[Stored data entries]
—————

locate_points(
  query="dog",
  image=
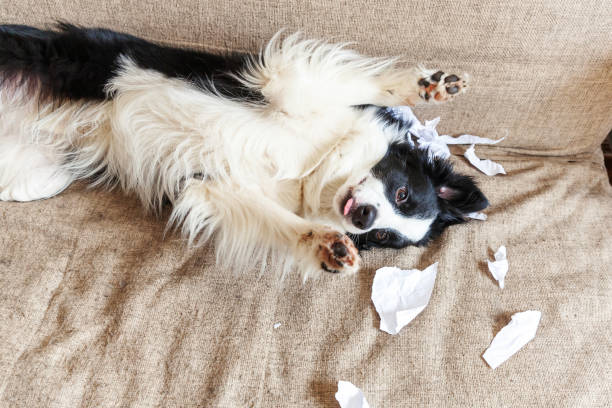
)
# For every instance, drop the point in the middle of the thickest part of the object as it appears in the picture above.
(291, 151)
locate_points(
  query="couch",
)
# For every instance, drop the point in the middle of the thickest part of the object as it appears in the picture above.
(98, 309)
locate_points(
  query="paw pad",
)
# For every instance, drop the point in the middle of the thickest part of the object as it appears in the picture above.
(440, 87)
(337, 253)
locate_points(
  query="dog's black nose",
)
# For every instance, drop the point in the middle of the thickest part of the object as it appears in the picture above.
(364, 216)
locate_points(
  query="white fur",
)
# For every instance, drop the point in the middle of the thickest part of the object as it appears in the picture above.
(271, 172)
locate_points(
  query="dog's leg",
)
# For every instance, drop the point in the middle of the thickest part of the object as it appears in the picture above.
(301, 77)
(30, 172)
(246, 222)
(419, 85)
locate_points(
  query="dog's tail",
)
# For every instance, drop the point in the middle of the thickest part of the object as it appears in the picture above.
(60, 64)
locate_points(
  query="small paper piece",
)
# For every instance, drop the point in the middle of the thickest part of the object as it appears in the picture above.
(488, 167)
(499, 268)
(477, 216)
(349, 396)
(427, 135)
(520, 331)
(400, 295)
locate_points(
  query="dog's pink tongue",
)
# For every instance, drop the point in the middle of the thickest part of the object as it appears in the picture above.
(348, 205)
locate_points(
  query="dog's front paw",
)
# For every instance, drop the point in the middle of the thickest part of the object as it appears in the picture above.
(440, 87)
(334, 252)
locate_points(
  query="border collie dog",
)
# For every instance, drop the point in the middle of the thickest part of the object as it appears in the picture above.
(288, 153)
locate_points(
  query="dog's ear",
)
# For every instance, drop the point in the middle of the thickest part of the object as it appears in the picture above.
(457, 194)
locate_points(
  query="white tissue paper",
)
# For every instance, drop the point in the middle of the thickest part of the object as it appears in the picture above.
(520, 331)
(499, 268)
(349, 396)
(400, 295)
(488, 167)
(427, 135)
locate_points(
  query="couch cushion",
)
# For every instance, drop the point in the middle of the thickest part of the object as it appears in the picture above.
(97, 310)
(541, 72)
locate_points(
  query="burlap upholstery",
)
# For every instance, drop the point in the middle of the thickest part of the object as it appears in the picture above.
(97, 310)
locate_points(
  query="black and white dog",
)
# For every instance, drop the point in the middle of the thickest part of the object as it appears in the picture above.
(285, 151)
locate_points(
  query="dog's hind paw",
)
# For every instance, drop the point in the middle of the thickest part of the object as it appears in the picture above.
(440, 87)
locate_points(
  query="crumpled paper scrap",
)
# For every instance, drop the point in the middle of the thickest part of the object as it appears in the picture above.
(400, 295)
(349, 396)
(427, 135)
(499, 268)
(520, 331)
(488, 167)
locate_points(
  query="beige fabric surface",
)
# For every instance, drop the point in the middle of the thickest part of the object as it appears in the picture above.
(541, 70)
(97, 310)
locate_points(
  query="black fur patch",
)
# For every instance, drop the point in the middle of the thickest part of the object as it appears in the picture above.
(423, 177)
(77, 63)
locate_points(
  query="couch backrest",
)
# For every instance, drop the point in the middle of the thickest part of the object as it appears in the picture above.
(541, 72)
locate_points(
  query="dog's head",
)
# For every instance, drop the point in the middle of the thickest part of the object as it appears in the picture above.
(407, 198)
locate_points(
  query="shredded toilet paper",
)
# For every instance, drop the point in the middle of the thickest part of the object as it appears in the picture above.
(477, 216)
(499, 268)
(400, 295)
(488, 167)
(427, 135)
(349, 396)
(520, 331)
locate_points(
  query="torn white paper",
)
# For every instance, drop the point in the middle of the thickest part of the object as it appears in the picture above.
(349, 396)
(400, 295)
(499, 268)
(488, 167)
(520, 331)
(427, 135)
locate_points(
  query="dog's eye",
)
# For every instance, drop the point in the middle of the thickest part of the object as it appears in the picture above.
(382, 235)
(401, 195)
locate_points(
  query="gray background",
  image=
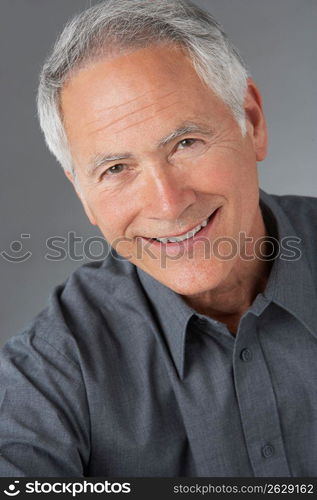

—————

**Exercise description:**
When a line in the data contains "paper", return it as written.

**Result of the task:**
  query="small paper piece",
  query="white tissue paper",
  query="crumpled paper scrap",
  query="shredded toilet paper",
  query="torn white paper",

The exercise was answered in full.